DATA IN THIS EXERCISE:
────────────────
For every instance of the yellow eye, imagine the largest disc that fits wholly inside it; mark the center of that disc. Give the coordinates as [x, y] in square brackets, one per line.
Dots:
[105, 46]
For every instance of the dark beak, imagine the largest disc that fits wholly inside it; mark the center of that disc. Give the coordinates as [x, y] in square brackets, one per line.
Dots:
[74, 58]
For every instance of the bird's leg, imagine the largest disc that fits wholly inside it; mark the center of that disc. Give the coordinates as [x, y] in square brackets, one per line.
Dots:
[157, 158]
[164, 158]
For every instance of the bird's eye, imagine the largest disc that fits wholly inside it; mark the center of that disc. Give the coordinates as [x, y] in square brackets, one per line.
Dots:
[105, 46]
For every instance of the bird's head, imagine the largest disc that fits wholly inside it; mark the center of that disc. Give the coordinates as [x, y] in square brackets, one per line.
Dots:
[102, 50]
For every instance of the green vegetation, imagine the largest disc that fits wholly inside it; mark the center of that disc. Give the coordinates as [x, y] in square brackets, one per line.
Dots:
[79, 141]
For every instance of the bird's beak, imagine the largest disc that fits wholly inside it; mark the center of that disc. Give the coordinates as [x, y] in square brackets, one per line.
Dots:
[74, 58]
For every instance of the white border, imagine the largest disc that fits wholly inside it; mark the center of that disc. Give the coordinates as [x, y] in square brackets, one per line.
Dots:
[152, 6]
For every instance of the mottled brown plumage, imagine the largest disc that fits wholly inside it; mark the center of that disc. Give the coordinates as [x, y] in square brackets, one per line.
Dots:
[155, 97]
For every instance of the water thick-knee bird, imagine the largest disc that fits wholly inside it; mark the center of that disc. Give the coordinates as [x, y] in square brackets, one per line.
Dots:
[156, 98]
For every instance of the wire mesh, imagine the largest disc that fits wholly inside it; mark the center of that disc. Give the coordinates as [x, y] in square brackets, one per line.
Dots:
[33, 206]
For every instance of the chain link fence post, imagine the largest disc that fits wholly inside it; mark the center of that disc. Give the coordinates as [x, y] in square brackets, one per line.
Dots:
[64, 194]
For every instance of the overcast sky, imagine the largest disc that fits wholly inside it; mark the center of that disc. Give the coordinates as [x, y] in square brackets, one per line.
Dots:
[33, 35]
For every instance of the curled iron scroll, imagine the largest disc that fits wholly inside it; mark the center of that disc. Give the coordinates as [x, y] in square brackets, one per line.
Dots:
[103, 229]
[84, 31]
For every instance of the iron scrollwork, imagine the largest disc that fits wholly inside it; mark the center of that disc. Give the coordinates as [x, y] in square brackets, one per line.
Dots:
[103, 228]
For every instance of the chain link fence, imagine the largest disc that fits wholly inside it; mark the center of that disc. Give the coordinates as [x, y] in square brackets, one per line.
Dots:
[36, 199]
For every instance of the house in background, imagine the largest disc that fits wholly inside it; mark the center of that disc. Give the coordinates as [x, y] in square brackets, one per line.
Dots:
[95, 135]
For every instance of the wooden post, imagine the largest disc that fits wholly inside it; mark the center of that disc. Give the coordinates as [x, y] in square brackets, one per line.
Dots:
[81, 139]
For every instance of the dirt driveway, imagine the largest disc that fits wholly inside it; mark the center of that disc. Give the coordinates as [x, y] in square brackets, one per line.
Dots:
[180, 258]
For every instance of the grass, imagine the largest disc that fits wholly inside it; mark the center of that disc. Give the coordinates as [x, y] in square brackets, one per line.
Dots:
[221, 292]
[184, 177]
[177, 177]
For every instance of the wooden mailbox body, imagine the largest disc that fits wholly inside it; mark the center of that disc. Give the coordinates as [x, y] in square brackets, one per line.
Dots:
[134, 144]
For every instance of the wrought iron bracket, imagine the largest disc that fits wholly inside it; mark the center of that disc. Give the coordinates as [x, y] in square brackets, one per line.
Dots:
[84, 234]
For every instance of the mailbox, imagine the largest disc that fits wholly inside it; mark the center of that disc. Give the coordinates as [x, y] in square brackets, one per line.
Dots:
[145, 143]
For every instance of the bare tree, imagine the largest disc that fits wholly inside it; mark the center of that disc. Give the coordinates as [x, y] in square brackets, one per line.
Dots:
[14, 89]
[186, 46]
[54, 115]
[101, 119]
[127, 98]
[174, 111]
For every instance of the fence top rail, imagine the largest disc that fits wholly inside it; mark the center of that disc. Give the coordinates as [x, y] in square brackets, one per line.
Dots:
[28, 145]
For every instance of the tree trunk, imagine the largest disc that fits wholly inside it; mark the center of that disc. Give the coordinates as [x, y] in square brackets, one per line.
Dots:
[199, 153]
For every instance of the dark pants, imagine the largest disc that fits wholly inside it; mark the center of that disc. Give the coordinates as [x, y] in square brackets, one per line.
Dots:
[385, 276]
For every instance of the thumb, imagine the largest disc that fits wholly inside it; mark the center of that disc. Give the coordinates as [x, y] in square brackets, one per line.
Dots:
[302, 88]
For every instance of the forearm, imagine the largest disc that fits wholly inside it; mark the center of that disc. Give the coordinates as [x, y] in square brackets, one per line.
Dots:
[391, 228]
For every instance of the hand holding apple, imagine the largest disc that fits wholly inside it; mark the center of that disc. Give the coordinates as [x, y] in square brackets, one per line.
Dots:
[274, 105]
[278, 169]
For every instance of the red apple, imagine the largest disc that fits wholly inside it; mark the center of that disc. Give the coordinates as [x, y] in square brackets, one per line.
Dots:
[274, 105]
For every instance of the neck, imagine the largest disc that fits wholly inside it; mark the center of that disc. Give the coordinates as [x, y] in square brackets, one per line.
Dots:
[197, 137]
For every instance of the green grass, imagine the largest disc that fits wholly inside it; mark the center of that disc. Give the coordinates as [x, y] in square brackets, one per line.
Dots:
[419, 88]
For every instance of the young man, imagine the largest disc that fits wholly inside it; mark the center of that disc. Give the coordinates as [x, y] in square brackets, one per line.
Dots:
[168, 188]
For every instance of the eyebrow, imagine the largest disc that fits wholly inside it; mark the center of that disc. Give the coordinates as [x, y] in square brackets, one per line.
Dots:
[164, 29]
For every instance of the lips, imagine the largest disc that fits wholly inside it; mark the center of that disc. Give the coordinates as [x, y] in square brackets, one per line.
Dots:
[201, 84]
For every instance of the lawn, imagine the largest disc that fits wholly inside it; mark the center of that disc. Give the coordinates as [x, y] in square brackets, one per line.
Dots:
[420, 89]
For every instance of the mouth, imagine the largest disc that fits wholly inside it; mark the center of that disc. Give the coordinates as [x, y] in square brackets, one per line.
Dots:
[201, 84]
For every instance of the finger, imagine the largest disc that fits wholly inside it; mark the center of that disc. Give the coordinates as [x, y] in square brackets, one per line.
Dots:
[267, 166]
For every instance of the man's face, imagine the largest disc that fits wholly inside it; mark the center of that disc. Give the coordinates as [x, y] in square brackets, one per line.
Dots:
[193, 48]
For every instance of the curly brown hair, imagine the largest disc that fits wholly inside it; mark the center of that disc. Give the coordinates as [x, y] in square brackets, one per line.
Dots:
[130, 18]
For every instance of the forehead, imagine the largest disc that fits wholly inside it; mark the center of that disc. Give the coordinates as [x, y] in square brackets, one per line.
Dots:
────────────────
TASK ITEM: Could you output each line above exactly as it was given?

EXERCISE OUTPUT:
For every instance of the yellow eye, imagine the largest disc that fits wholly inside it; mark the center of that disc. Give the coordinates as [x, y] in square brackets, one per line.
Dots:
[105, 46]
For every instance of the dark beak, imagine the largest disc that fits wholly inside it; mark the center of that disc. Give the coordinates as [x, y] in square brackets, one per line.
Dots:
[74, 58]
For every instance of the bird's leg, imagine the largest disc that fits wholly inside it; mark the center of that disc. Give the coordinates as [x, y] in square brackets, one per line.
Dots:
[157, 158]
[164, 158]
For every instance of the bird's eye, imagine the largest disc that fits wholly inside it; mark the center of that disc. Give the coordinates as [x, y] in square brackets, one per line.
Dots:
[105, 46]
For every instance of the bird's head, imagine the largest disc that fits wholly inside it; mark the center of that disc. Give the coordinates as [x, y] in square brackets, one per line.
Dots:
[102, 50]
For every instance of the green vegetation, imagine the largest disc that fits wholly inside it; mark the center of that disc. Give the coordinates as [x, y] in square brackets, one per line.
Dots:
[79, 141]
For every instance of the bird's beak, imagine the largest disc that fits wholly inside it; mark the center of that disc. Give the coordinates as [x, y] in square brackets, one per line.
Dots:
[74, 58]
For every instance of the white border, imagine the largest disc that fits wholly inside it; mark the center of that disc. Give the coordinates as [x, y] in square brackets, one per line.
Dots:
[152, 6]
For every instance of the mottled brown plumage, imagine the largest disc that fits wholly inside it; mark the center of that disc. Give the coordinates as [x, y] in square brackets, one per line.
Dots:
[155, 97]
For every instance of the water thick-knee bird, imagine the largest disc that fits wholly inside it; mark the center of that disc. Give the coordinates as [x, y] in square brackets, one per line.
Dots:
[156, 98]
For every instance of the wire mesh, imagine the largest disc that fits wholly inside it; mark the center of that disc. Give the coordinates as [x, y] in square brackets, one per line.
Dots:
[33, 206]
For every instance of the chain link fence post, imagine the largest disc that fits wholly inside it; mark the center of that disc. Give the coordinates as [x, y] in square brackets, one per line.
Dots:
[64, 194]
For every instance of the overcast sky, imagine the largest disc that fits wholly inside it; mark the center of that disc. Give the coordinates as [x, y] in square brackets, one per line.
Dots:
[33, 35]
For every instance of the curled iron scroll, imagine the largest disc that fits wholly inside it; mark the center of that disc. Give the coordinates as [x, y] in square brackets, one per line.
Dots:
[103, 229]
[84, 31]
For every instance of the iron scrollwork, imagine the largest disc that fits wholly inside it; mark the center of that disc. Give the coordinates as [x, y] in square brackets, one per line.
Dots:
[103, 228]
For every instance of the chain link fence, imagine the largest disc that fits wholly inside it; mark the center of that disc. Give the coordinates as [x, y] in square brackets, one per line.
Dots:
[36, 199]
For every instance of the house in background, imagine the largest disc that fits wholly inside it; mark the center of that disc. Give the coordinates as [x, y] in square brackets, one per line.
Dots:
[95, 135]
For every instance of the wooden post, imagine the largest disc that fits wholly inside it; mark the center of that disc. Give the coordinates as [x, y] in square brackets, one per line.
Dots:
[81, 139]
For every instance of the dirt driveway, imagine the largest disc that fits wholly inside it; mark the center of that disc. Give the coordinates as [x, y] in square brackets, one per line.
Dots:
[180, 258]
For every instance of the grass, imagine the largest disc that fits wholly inside it; mark the center of that disc. Give the coordinates as [x, y] in square brackets, one per line.
Dots:
[221, 292]
[184, 177]
[177, 177]
For every instance of the wooden mailbox body, imagine the largest disc that fits wholly inside it; mark the center of that disc. Give the coordinates as [x, y] in square brackets, one per line.
Dots:
[134, 144]
For every instance of the wrought iron bracket, imagine the largest disc that fits wholly inside it; mark the center of that disc. Give the coordinates as [x, y] in square brackets, one per line.
Dots:
[84, 234]
For every instance of the mailbox, imagine the largest disc that fits wholly inside it; mark the center of that disc. Give the coordinates as [x, y] in square brackets, one per line.
Dots:
[145, 143]
For every instance of the bare tree, imagine the largest disc that fits wholly inside it; mark the center of that disc. Give the coordinates as [x, y] in square brackets, one per line.
Dots:
[14, 89]
[186, 46]
[54, 115]
[101, 119]
[127, 98]
[174, 111]
For every instance of the fence top rail, imagine the largest disc that fits wholly inside it; mark the center of that disc. Give the coordinates as [x, y] in square brackets, one per line.
Dots:
[28, 145]
For every instance of the tree trunk, imagine the largest disc that fits wholly inside it; mark the center of that disc. Give the coordinates as [x, y] in square brackets, one per line.
Dots:
[199, 153]
For every instance of the dark pants, imagine the largest disc that fits wholly inside it; mark the center of that disc. Give the coordinates as [x, y] in square brackets, one per line.
Dots:
[385, 276]
For every instance of the thumb, imagine the largest disc that fits wholly inside it; mark the center of that disc. Give the coordinates as [x, y] in square brackets, one per line.
Dots:
[302, 88]
For every instance of the forearm, imagine the largest disc that fits wholly inside it; mark the center of that disc. Give the coordinates as [x, y] in square brackets, one per line.
Dots:
[391, 228]
For every instance of the hand holding apple, imagine the largest disc that fits wholly inside it; mark the center of that disc. Give the coordinates as [x, y] in square brackets, one per line.
Dots:
[274, 105]
[278, 169]
For every instance of the red apple, imagine the largest disc that fits wholly inside it; mark the center of that disc. Give the coordinates as [x, y] in square brackets, one per line.
Dots:
[274, 105]
For every instance of the neck, imagine the largest disc that fits wholly inside it; mark the center of that disc. Give the coordinates as [x, y] in square brackets, one per line.
Dots:
[197, 137]
For every instance of the green grass, imagine the largest disc that fits wholly inside it; mark the center of that disc. Give the coordinates as [x, y] in square brackets, one per line.
Dots:
[419, 88]
For every instance of the young man, imagine the largest disc that fits wholly inside it; mark the center of that disc. Give the coordinates as [x, y] in square brackets, one per line.
Dots:
[168, 188]
For every instance of the eyebrow, imagine the largest disc that fits wholly inside it; mark the center of that disc. Give the coordinates as [x, y] in square brackets, one per line.
Dots:
[164, 29]
For every instance of the lips, imagine the largest disc that fits wholly inside it; mark the center of that disc. Give the coordinates as [x, y] in square brackets, one per line.
Dots:
[201, 84]
For every instance of the lawn, imagine the largest disc that fits wholly inside it; mark the center of that disc. Give the coordinates as [x, y] in square brackets, one per line.
Dots:
[420, 89]
For every instance of the mouth, imagine the largest disc that fits wholly inside it; mark the center of that disc. Give the coordinates as [x, y] in square brackets, one per line.
Dots:
[201, 84]
For every instance of the finger, imagine the largest disc that fits wholly inside it; mark the center of that disc. Give the coordinates as [x, y] in square brackets, one per line.
Dots:
[267, 166]
For every instance of the man's face, imagine the largest disc that fits wholly inside it; mark the center of that disc. Give the coordinates as [x, y] in square brackets, one per line.
Dots:
[193, 48]
For every instance of the curly brown hair, imagine the largest disc that fits wholly inside it; mark the center of that disc. Give the coordinates as [x, y] in square brackets, one per line.
Dots:
[130, 18]
For every instance of the forehead, imagine the largest disc that fits wholly inside it; mark the center of that disc. Give the coordinates as [x, y] in square brackets, one per line.
Dots:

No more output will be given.